Aim A >>
Could you output the records below unchanged, starting at the line with "target: horse statue" and running through the last line of the records, with nothing else?

Field of view based Reward Function

This notebook is designed to showcase the use of Stone Soup for simulating behaviour between a sensor platform and a target, where the sensor platform seeks to track a target without being observed by the target.

The sensor manager uses a MultiplicativeRewardFunction to combine two reward functions and capture two desired behaviours- reducing track uncertainty, and staying outside the target’s assumed field of view.

Setting Up the Scenario

First we generate a ground truth of a target following a constant velocity with some noise and plot this.

import numpy as np
from datetime import datetime, timedelta

from stonesoup.models.transition.linear import (CombinedLinearGaussianTransitionModel,
                                                ConstantVelocity)
from stonesoup.types.groundtruth import GroundTruthPath, GroundTruthState

np.random.seed(1990)

start_time = datetime.now().replace(second=0, microsecond=0)

transition_model = CombinedLinearGaussianTransitionModel(
    [ConstantVelocity(10), ConstantVelocity(10)])

truth = GroundTruthPath([GroundTruthState([-450, 5, 450, -5], timestamp=start_time)])
duration = 120
timesteps = [start_time]

for k in range(1, duration):
    timesteps.append(start_time+timedelta(seconds=k))
    truth.append(GroundTruthState(
        transition_model.function(truth[k-1], noise=True, time_interval=timedelta(seconds=1)),
        timestamp=timesteps[k]))

from stonesoup.plotter import AnimatedPlotterly
plotter = AnimatedPlotterly(timesteps, tail_length=0.3)
plotter.plot_ground_truths(truth, [0, 2])
plotter.fig


Creating the Actionable Platform

Next we create the actionable platform itself using a MovingPlatform with a MaxSpeedActionableMovable movement controller. The platform starts alongside the target and the platform’s movement is defined such that it is capable of moving up to a maximum speed in a number of directions (8 cardinal directions (cardinal and ordinal)).

A RadarRotatingBearingRange radar is added to this platform, which has a field of view of 360 degrees and a range of 200. Similarly, a RadarRotatingBearingRange radar is added to the target platform (primarily for use in plotting the target FOV) with a field of view of 360 degrees and a range of 100.

from stonesoup.platform import MovingPlatform
from stonesoup.movable.max_speed import MaxSpeedActionableMovable
from stonesoup.sensor.radar.radar import RadarRotatingBearingRange
from stonesoup.types.angle import Angle
from stonesoup.types.state import State, StateVector

sensor = RadarRotatingBearingRange(position_mapping=(0, 2),
                                   noise_covar=np.array([[np.radians(5)**2, 0], [0, 10**2]]),
                                   ndim_state=4,
                                   rpm=30,
                                   fov_angle=np.radians(360),
                                   dwell_centre=StateVector([np.radians(90)]),
                                   max_range=200,
                                   resolution=Angle(np.radians(180)))

Aim B >>
Can you pick up the Stone Soup field-of-view reward tutorial above from its last line and carry it on?

Input for this task >>
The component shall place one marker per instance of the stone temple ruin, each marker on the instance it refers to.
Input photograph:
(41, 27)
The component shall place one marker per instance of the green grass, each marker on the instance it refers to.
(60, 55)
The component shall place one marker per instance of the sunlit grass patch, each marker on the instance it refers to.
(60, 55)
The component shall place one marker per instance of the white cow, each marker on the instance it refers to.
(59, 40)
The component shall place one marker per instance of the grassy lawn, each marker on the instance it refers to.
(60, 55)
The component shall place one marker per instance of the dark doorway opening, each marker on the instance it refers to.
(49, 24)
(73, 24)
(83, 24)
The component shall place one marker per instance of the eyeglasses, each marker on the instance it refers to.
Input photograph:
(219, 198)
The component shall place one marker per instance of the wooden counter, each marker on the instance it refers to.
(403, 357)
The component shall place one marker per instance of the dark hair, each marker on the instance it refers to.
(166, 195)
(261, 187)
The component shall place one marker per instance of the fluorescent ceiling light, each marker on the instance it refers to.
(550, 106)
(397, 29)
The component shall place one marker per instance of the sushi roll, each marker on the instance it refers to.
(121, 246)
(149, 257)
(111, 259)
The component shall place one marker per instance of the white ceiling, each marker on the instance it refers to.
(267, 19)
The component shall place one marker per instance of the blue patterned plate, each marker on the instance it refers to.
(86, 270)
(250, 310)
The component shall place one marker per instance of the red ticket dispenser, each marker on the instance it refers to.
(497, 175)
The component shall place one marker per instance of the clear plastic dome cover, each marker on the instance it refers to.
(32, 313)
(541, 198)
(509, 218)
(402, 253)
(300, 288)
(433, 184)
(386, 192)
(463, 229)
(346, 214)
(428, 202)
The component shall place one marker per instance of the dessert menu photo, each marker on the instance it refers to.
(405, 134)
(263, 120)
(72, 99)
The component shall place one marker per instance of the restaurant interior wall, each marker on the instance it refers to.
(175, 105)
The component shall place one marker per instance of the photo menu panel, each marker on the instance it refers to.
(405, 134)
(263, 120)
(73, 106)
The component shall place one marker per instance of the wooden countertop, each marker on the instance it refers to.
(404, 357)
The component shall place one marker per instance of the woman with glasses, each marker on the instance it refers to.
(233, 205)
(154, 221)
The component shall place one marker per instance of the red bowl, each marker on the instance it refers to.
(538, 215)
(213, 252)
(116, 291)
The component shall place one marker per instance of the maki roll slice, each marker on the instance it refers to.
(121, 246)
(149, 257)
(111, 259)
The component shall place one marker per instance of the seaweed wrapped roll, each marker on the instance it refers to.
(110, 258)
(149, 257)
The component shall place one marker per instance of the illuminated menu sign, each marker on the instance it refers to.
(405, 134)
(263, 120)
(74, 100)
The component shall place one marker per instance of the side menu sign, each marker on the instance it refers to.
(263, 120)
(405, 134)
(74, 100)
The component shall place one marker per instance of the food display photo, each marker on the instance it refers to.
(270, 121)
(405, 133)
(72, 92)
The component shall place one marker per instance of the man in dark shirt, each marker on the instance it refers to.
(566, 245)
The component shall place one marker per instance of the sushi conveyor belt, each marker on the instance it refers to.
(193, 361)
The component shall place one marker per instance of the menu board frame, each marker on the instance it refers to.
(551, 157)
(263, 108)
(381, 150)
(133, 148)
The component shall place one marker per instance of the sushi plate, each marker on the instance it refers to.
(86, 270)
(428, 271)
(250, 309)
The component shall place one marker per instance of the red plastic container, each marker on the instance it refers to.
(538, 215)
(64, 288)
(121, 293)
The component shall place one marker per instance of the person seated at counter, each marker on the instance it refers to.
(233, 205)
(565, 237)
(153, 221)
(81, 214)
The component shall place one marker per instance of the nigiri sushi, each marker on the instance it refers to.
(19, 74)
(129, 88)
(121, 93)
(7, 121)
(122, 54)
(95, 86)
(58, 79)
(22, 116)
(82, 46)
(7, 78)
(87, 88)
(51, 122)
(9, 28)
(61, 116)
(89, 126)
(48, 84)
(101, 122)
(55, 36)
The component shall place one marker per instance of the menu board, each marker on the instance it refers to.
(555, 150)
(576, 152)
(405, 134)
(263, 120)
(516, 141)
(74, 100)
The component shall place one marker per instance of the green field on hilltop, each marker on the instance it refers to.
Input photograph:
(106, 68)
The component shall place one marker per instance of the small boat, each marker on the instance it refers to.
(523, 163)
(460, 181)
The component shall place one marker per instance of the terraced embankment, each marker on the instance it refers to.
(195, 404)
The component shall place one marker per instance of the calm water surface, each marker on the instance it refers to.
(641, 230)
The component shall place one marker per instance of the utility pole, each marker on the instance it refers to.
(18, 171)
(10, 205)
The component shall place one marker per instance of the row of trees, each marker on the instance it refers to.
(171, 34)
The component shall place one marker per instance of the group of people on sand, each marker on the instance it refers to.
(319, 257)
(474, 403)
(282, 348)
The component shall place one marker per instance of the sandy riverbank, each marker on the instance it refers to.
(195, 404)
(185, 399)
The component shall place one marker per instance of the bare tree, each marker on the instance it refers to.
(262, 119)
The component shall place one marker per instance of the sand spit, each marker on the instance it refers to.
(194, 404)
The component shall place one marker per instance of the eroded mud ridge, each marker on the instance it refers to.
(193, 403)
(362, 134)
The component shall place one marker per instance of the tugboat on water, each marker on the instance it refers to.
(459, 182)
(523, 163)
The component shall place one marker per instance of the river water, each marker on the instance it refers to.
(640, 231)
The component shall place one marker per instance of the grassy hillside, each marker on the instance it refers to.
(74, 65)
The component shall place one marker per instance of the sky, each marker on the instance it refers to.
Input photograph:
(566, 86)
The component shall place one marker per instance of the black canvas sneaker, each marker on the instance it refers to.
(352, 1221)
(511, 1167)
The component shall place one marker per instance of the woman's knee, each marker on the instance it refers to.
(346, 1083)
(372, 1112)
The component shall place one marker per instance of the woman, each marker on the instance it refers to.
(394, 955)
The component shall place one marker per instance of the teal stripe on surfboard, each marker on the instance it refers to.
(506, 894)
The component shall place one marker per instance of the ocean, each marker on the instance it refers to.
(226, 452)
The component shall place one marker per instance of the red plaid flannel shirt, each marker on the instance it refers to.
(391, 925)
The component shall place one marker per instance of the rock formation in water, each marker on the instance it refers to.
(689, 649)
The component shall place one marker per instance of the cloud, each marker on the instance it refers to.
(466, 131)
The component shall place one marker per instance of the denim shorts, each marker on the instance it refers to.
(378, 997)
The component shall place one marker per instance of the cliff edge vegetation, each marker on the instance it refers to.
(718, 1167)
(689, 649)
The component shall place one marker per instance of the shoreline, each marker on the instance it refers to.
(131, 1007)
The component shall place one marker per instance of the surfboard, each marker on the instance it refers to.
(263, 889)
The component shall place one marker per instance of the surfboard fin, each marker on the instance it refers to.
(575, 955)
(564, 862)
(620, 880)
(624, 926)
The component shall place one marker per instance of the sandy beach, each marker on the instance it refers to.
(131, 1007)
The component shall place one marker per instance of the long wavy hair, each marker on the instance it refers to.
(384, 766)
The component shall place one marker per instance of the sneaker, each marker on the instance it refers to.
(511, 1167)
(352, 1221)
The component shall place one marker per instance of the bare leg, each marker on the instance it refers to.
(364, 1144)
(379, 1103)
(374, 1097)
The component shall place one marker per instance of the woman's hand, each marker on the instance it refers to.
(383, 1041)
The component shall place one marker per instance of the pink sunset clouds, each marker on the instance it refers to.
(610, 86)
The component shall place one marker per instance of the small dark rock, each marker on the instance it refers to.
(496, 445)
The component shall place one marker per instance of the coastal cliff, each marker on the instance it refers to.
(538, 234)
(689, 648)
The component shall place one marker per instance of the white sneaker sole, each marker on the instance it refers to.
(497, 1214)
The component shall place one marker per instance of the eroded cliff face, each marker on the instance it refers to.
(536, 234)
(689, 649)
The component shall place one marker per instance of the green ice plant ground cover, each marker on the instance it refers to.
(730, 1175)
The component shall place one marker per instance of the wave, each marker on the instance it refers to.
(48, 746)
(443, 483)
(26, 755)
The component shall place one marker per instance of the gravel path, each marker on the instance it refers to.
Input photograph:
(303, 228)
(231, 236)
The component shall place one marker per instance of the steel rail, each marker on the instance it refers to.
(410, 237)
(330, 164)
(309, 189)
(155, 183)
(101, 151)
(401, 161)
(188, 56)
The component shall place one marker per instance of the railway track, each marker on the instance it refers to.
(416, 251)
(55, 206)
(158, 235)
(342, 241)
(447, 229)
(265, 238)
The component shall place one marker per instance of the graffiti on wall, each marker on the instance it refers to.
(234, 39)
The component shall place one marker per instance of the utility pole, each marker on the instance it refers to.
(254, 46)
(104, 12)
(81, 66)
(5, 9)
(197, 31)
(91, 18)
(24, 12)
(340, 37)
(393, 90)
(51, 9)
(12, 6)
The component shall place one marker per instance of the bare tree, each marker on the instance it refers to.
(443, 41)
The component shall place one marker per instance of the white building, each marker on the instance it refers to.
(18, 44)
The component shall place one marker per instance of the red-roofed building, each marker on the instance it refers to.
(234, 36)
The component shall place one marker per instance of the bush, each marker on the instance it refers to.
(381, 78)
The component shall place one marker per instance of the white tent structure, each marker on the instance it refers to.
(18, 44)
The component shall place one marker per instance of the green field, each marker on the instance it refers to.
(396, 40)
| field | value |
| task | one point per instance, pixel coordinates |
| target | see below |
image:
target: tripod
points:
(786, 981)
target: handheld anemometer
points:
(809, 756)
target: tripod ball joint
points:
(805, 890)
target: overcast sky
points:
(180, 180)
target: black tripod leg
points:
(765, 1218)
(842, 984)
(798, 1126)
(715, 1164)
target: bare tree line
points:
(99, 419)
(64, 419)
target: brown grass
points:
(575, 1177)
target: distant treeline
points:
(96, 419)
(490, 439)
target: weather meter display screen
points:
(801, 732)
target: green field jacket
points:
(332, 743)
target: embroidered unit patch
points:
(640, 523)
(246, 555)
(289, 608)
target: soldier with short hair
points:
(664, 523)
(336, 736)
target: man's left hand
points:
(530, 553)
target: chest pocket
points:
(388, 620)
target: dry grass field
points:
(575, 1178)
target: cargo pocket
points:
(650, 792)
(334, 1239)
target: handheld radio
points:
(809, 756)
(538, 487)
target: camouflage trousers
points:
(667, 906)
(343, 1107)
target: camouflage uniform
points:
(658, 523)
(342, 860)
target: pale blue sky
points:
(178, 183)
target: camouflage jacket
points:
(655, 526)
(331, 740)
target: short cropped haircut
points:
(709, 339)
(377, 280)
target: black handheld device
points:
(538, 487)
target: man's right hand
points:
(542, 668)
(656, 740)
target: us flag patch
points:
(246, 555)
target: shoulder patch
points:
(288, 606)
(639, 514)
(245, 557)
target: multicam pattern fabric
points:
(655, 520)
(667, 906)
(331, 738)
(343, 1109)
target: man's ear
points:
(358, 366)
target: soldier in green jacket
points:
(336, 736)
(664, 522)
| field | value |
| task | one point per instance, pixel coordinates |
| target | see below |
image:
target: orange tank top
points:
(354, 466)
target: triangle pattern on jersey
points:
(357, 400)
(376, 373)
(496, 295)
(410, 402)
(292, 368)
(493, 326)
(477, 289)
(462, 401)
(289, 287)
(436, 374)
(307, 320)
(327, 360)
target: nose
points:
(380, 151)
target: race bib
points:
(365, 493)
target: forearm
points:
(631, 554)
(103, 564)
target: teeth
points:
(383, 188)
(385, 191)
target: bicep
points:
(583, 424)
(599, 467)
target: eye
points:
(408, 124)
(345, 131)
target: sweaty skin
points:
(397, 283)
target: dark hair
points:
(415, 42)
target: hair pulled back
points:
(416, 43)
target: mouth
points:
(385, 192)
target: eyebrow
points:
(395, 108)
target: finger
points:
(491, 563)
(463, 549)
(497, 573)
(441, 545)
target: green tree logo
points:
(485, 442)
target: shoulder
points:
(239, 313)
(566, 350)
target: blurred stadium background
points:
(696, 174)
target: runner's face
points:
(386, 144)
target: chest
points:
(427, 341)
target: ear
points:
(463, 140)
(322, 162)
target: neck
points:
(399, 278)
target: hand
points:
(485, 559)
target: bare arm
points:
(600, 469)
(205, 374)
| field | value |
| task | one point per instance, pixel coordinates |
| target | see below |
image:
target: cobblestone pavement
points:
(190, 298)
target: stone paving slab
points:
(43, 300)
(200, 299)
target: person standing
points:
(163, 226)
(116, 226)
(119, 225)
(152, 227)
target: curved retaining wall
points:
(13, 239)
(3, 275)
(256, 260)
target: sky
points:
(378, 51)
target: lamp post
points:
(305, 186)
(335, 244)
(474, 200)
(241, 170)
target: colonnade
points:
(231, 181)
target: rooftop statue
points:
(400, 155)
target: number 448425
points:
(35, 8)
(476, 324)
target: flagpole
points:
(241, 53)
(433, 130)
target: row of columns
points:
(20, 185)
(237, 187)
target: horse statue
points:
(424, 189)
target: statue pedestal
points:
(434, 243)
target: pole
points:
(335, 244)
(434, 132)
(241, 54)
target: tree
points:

Response A >>
target: horse statue
points:
(424, 189)
target: statue pedestal
points:
(434, 243)
target: pole
points:
(335, 244)
(434, 132)
(241, 54)
target: tree
points:

Response B >>
target_sensor = RadarRotatingBearingRange(position_mapping=(0, 2),
                                          noise_covar=np.array([[np.radians(1)**2, 0], [0, 1**2]]),
                                          ndim_state=4,
                                          rpm=30,
                                          fov_angle=np.radians(360),
                                          dwell_centre=StateVector([np.radians(90)]),
                                          max_range=100,
                                          resolution=Angle(np.radians(180)))

platform = MovingPlatform(movement_controller=MaxSpeedActionableMovable(
    states=[State([[-500], [500]], timestamp=start_time)],
    position_mapping=(0, 1),
    action_mapping=(0, 1),
    resolution=10,
    angle_resolution=np.pi/2,
    max_speed=300),
    sensors=[sensor])

Creating a tracker

Next we need some tracking components: a predictor, updater. hypothesiser and data associator. We also create an initial track object.

from stonesoup.predictor.kalman import KalmanPredictor
predictor = KalmanPredictor(transition_model)

from stonesoup.updater.kalman import ExtendedKalmanUpdater
updater = ExtendedKalmanUpdater(measurement_model=None)

from stonesoup.hypothesiser.distance import DistanceHypothesiser
from stonesoup.measures import Mahalanobis

hypothesiser = DistanceHypothesiser(predictor, updater, measure=Mahalanobis(), missed_distance=5)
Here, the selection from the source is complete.